START RECORDED DATA

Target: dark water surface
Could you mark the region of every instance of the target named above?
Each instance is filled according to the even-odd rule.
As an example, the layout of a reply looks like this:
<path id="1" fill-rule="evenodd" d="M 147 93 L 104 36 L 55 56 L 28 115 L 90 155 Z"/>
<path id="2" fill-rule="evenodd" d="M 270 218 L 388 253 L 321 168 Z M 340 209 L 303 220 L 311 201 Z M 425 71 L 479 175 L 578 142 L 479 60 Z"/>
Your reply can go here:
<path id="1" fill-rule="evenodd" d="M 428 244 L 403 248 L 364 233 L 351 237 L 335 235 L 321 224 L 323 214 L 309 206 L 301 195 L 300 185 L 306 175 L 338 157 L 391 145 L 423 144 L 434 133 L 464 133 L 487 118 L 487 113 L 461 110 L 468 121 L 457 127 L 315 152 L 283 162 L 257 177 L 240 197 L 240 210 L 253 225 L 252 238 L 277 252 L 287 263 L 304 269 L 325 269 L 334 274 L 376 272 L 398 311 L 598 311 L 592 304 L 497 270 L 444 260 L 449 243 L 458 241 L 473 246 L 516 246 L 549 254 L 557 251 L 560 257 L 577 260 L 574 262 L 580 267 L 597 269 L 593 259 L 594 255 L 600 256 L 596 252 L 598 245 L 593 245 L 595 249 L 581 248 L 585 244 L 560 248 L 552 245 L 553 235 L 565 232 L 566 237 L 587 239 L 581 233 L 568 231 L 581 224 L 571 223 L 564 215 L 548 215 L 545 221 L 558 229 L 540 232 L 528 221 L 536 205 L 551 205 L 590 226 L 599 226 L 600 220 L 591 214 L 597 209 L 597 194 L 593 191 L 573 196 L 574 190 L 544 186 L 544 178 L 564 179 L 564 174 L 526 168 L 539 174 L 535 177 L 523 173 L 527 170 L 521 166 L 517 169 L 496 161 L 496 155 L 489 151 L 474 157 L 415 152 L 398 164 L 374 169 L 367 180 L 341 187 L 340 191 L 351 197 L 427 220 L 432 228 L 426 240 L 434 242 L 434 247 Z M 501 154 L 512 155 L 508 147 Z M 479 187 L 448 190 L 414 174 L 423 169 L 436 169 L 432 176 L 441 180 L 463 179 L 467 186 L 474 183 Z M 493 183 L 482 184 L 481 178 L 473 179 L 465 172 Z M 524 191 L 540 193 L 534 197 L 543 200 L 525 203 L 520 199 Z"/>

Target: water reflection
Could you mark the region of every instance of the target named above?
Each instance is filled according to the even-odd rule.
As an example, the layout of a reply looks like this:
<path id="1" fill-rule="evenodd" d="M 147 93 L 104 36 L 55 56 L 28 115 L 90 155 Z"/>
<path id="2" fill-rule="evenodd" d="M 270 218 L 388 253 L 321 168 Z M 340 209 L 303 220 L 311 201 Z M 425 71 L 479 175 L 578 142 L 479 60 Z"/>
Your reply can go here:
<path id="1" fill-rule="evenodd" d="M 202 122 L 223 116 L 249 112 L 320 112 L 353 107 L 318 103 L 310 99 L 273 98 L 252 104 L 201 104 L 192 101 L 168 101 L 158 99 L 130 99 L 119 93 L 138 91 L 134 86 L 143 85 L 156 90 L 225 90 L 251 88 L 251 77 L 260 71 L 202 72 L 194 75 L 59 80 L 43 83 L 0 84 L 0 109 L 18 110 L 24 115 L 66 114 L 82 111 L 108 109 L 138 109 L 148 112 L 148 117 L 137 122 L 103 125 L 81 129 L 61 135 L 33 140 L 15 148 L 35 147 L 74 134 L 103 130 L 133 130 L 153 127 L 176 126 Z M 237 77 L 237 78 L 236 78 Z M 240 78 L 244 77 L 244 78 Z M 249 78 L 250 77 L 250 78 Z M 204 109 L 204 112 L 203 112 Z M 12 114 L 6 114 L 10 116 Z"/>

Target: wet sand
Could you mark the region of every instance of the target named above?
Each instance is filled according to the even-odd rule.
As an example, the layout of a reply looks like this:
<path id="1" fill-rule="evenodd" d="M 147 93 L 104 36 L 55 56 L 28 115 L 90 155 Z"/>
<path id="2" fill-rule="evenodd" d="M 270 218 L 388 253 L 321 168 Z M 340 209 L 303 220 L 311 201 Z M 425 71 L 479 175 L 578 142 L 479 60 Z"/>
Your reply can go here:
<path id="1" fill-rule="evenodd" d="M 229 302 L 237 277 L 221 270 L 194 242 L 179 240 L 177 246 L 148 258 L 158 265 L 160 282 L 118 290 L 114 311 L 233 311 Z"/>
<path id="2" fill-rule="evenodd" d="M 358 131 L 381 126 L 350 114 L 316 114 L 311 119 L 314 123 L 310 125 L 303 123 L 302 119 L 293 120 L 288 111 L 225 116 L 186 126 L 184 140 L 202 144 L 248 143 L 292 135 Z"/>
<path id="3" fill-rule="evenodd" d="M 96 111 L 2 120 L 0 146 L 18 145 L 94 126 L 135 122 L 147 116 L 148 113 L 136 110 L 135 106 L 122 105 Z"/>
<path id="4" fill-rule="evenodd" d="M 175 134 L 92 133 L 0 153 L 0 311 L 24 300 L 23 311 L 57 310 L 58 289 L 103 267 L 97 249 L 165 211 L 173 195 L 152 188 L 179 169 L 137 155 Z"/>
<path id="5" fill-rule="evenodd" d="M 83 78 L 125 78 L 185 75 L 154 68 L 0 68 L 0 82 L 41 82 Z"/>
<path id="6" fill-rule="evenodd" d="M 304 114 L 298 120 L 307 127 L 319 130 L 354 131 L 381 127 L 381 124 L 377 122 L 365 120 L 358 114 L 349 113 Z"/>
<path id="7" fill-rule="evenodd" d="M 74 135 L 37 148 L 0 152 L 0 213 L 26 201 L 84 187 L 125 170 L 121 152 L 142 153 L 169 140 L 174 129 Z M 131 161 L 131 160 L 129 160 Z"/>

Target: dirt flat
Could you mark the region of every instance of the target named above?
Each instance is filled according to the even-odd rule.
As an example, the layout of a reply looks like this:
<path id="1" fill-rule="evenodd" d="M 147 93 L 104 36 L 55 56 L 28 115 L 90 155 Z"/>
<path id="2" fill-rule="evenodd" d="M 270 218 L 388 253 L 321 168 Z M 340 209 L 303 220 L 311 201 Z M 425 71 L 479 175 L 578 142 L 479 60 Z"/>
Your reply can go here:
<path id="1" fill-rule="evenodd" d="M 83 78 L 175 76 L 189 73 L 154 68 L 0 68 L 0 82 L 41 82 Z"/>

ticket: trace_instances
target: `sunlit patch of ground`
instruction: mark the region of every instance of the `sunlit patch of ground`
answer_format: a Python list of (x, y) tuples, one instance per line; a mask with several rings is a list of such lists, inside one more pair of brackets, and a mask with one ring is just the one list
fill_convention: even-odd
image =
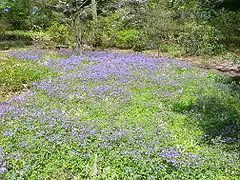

END RECORDED DATA

THE PROBLEM:
Word-for-word repeat, images excluded: return all the data.

EXERCISE SOLUTION:
Target: dark water surface
Could you mark the region of every instance of the target named above?
Each instance is filled according to the even-odd rule.
As an example, the layout of a reply looks like this:
<path id="1" fill-rule="evenodd" d="M 147 93 L 104 36 L 55 56 L 28 115 L 90 155 Z"/>
<path id="2" fill-rule="evenodd" d="M 270 218 L 388 253 L 321 168 Z M 340 209 L 303 220 L 311 201 Z M 425 71 L 479 175 L 578 142 L 479 60 Z"/>
Your reply can go here:
<path id="1" fill-rule="evenodd" d="M 428 244 L 403 248 L 364 233 L 351 237 L 335 235 L 321 224 L 323 214 L 309 206 L 301 195 L 300 185 L 306 175 L 338 157 L 391 145 L 423 144 L 434 133 L 464 133 L 487 118 L 487 113 L 461 110 L 468 121 L 457 127 L 315 152 L 283 162 L 257 177 L 240 197 L 240 210 L 253 225 L 252 238 L 277 252 L 287 263 L 304 269 L 325 269 L 334 274 L 376 272 L 398 311 L 598 311 L 592 304 L 497 270 L 444 260 L 449 243 L 458 241 L 473 246 L 516 246 L 549 254 L 557 251 L 560 257 L 577 260 L 574 262 L 580 267 L 597 269 L 593 259 L 594 255 L 600 256 L 596 252 L 598 245 L 593 245 L 595 249 L 581 248 L 585 244 L 560 248 L 552 245 L 553 235 L 565 232 L 566 237 L 587 239 L 581 233 L 568 231 L 581 224 L 571 223 L 564 215 L 548 215 L 545 221 L 558 229 L 540 232 L 528 221 L 536 205 L 551 205 L 590 226 L 599 226 L 600 220 L 591 214 L 597 209 L 597 194 L 593 191 L 573 196 L 574 190 L 544 186 L 544 178 L 564 179 L 564 174 L 526 168 L 539 174 L 535 177 L 523 173 L 527 170 L 521 166 L 517 169 L 496 161 L 496 155 L 489 151 L 474 157 L 415 152 L 398 164 L 374 169 L 367 180 L 341 187 L 340 191 L 351 197 L 427 220 L 432 228 L 426 240 L 434 242 L 434 247 Z M 501 154 L 512 155 L 508 147 Z M 479 187 L 448 190 L 414 174 L 423 169 L 436 169 L 432 176 L 441 180 L 463 179 L 467 186 L 474 183 Z M 493 183 L 482 184 L 481 178 L 473 179 L 465 172 Z M 524 191 L 540 193 L 534 197 L 543 200 L 525 203 L 520 199 Z"/>

Target: water reflection
Could you mark the region of every instance of the target named above?
Each instance is filled according to the even-odd rule.
As an example, the layout of a reply looks like this:
<path id="1" fill-rule="evenodd" d="M 147 93 L 104 36 L 55 56 L 28 115 L 90 155 Z"/>
<path id="2" fill-rule="evenodd" d="M 270 218 L 388 253 L 321 168 Z M 340 209 L 303 220 L 311 201 Z M 425 71 L 479 175 L 578 142 L 479 60 Z"/>
Your reply can go here:
<path id="1" fill-rule="evenodd" d="M 202 122 L 223 116 L 249 112 L 320 112 L 353 107 L 318 103 L 310 99 L 273 98 L 252 104 L 201 104 L 192 101 L 168 101 L 158 99 L 130 99 L 119 93 L 138 91 L 134 86 L 143 85 L 156 90 L 225 90 L 251 88 L 251 77 L 260 71 L 202 72 L 194 75 L 59 80 L 43 83 L 0 84 L 0 109 L 18 110 L 24 115 L 66 114 L 82 111 L 108 109 L 138 109 L 148 112 L 148 117 L 137 122 L 103 125 L 81 129 L 61 135 L 33 140 L 15 148 L 35 147 L 74 134 L 103 130 L 133 130 L 153 127 L 176 126 Z M 237 77 L 237 78 L 236 78 Z M 240 78 L 244 77 L 244 78 Z M 249 78 L 250 77 L 250 78 Z M 204 109 L 204 112 L 203 112 Z M 12 114 L 6 114 L 10 116 Z"/>

Target: wet sand
Could you mark the region of every instance of the target named above?
Each instance is filled according to the even-odd rule.
As an example, the layout of a reply looks like this:
<path id="1" fill-rule="evenodd" d="M 147 93 L 104 36 L 55 56 L 28 115 L 90 155 Z"/>
<path id="2" fill-rule="evenodd" d="M 270 218 L 388 253 L 321 168 Z M 340 209 L 303 220 L 311 201 Z M 425 71 L 479 175 L 578 142 L 479 60 Z"/>
Your reply can go here:
<path id="1" fill-rule="evenodd" d="M 229 302 L 237 277 L 221 270 L 194 242 L 179 240 L 177 246 L 148 258 L 158 265 L 160 282 L 118 290 L 114 311 L 233 311 Z"/>
<path id="2" fill-rule="evenodd" d="M 358 131 L 381 126 L 350 114 L 316 114 L 311 119 L 314 123 L 310 125 L 303 123 L 302 119 L 293 120 L 288 111 L 225 116 L 186 126 L 184 140 L 202 144 L 248 143 L 292 135 Z"/>
<path id="3" fill-rule="evenodd" d="M 96 111 L 2 120 L 0 146 L 18 145 L 94 126 L 135 122 L 147 116 L 148 113 L 136 110 L 135 106 L 122 105 Z"/>
<path id="4" fill-rule="evenodd" d="M 175 134 L 92 133 L 0 153 L 0 311 L 24 300 L 23 311 L 57 310 L 58 289 L 103 267 L 97 249 L 165 211 L 173 195 L 152 188 L 179 169 L 137 155 Z"/>
<path id="5" fill-rule="evenodd" d="M 83 78 L 125 78 L 185 75 L 154 68 L 0 68 L 0 82 L 41 82 Z"/>
<path id="6" fill-rule="evenodd" d="M 304 114 L 298 120 L 307 127 L 319 130 L 354 131 L 381 127 L 381 124 L 377 122 L 365 120 L 358 114 L 349 113 Z"/>
<path id="7" fill-rule="evenodd" d="M 74 135 L 37 148 L 0 152 L 0 213 L 26 201 L 84 187 L 125 170 L 121 152 L 142 153 L 169 140 L 174 129 Z M 131 161 L 131 160 L 129 160 Z"/>

Target: dirt flat
Could you mark the region of every instance of the target named above?
Each instance is filled according to the even-odd rule.
As an example, the layout of a reply looks like this:
<path id="1" fill-rule="evenodd" d="M 147 93 L 104 36 L 55 56 L 28 115 L 90 155 Z"/>
<path id="2" fill-rule="evenodd" d="M 270 218 L 388 253 L 321 168 Z M 340 209 L 303 220 L 311 201 Z M 425 71 L 479 175 L 578 142 L 479 60 Z"/>
Your reply can go here:
<path id="1" fill-rule="evenodd" d="M 83 78 L 175 76 L 189 73 L 154 68 L 0 68 L 0 82 L 41 82 Z"/>

ticket: trace_instances
target: `sunlit patch of ground`
instruction: mark the region of every instance of the `sunlit patch of ground`
answer_format: a Python list of (x, y) tuples, one instance per line; a mask with several rings is a list of such lists, inside one more pair of brackets, and a mask with one ring is just the one list
fill_convention: even-odd
image =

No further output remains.